# WORK INSTRUCTIONS
Quote the listing below line for line, starting with its first line and going on through the line that contains "<point>152,58</point>", including that line.

# Dataset items
Begin

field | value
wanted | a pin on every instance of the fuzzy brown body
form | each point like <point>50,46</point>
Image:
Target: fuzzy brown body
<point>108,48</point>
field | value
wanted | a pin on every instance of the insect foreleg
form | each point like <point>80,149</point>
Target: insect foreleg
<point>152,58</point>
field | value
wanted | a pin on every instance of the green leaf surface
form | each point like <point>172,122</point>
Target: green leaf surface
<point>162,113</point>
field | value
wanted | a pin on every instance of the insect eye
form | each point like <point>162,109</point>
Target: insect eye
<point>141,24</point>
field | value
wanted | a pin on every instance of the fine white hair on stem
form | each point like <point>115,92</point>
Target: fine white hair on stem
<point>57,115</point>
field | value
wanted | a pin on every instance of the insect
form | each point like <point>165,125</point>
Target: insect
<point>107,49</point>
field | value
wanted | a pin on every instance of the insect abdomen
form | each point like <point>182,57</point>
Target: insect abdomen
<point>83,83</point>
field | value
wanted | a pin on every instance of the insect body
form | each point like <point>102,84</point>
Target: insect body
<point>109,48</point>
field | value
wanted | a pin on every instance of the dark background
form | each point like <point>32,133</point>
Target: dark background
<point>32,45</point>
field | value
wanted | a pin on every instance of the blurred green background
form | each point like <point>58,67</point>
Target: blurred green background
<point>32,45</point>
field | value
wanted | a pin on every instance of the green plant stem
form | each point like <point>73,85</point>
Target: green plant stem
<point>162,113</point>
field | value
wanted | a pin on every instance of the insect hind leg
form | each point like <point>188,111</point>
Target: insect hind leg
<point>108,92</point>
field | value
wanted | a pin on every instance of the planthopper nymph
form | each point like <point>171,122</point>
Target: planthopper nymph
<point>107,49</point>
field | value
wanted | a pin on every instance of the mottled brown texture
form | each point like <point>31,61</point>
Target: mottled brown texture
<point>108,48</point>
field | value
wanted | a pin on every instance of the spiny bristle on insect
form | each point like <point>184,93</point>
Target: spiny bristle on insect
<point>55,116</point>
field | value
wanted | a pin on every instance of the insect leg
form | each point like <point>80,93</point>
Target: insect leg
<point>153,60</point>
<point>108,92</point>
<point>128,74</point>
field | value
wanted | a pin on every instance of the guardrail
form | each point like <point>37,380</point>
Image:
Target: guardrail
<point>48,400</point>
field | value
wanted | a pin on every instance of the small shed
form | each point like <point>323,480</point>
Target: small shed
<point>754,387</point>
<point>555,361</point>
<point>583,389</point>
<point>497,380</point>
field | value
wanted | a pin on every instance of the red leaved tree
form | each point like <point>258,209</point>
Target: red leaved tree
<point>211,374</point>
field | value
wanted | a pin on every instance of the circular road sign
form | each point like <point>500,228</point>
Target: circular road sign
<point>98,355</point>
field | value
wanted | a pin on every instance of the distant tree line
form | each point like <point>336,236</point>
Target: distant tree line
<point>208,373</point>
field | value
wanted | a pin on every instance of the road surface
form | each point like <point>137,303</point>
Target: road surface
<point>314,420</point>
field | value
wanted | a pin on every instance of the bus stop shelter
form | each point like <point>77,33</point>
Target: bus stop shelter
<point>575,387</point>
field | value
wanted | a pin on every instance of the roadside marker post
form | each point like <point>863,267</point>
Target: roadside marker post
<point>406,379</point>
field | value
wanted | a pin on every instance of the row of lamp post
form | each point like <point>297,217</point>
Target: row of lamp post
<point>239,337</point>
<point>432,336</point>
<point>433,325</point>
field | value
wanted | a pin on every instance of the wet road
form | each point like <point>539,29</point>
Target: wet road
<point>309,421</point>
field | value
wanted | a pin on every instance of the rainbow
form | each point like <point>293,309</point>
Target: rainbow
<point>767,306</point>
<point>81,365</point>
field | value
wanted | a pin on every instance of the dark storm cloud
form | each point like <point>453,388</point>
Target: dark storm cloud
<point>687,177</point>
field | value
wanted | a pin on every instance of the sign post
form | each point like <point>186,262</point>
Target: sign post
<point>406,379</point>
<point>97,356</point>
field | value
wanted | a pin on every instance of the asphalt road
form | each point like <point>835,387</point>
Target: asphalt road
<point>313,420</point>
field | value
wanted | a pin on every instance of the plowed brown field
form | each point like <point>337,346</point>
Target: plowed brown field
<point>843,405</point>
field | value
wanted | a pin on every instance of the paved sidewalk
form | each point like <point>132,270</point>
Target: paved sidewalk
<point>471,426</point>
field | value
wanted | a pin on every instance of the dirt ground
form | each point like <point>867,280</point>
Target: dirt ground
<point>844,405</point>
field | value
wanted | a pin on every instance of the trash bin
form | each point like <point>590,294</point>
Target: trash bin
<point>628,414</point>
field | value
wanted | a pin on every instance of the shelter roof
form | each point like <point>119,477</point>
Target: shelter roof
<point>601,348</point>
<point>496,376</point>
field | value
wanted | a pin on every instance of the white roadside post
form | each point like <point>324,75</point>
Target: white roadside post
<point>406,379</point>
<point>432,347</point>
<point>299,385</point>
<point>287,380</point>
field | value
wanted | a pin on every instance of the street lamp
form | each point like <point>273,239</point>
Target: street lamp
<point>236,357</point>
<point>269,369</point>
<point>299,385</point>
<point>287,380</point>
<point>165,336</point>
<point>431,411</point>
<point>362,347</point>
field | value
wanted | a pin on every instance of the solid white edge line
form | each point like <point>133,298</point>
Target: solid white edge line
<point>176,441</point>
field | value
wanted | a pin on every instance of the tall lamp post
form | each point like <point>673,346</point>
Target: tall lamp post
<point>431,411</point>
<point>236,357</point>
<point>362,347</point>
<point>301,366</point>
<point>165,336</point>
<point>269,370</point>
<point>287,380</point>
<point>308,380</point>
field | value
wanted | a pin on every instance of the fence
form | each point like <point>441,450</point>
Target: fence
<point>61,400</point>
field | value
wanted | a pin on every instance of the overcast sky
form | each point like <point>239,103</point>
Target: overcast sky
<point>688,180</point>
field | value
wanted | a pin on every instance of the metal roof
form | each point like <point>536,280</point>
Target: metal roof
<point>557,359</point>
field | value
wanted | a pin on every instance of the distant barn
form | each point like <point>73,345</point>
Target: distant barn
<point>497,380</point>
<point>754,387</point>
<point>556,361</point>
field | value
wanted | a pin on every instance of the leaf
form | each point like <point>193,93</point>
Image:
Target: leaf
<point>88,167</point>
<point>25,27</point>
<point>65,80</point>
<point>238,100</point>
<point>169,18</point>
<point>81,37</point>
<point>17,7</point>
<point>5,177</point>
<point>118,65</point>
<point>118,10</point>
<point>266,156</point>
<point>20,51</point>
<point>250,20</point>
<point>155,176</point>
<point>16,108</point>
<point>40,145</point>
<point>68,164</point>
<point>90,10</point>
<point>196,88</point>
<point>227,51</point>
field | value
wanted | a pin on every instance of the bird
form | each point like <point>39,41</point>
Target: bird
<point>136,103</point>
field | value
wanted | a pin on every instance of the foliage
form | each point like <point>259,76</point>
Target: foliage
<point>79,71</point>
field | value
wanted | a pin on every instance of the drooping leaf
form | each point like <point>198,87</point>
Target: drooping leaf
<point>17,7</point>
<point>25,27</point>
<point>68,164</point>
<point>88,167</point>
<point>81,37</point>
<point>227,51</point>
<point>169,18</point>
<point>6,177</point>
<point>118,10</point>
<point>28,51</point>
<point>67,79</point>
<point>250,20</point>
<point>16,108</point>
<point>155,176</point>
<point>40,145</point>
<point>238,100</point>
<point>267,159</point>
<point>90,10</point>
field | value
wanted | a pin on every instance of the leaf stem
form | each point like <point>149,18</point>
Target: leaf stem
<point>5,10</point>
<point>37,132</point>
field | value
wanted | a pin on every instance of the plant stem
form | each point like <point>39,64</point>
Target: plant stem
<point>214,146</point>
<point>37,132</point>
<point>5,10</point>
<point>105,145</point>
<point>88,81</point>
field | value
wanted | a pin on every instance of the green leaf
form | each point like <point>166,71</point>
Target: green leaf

End

# SOLVED EXERCISE
field | value
wanted | a pin on every instance of the fuzzy brown body
form | each point like <point>50,46</point>
Image:
Target: fuzzy brown body
<point>108,48</point>
field | value
wanted | a pin on every instance of the insect foreleg
form | each point like <point>80,149</point>
Target: insect foreleg
<point>152,58</point>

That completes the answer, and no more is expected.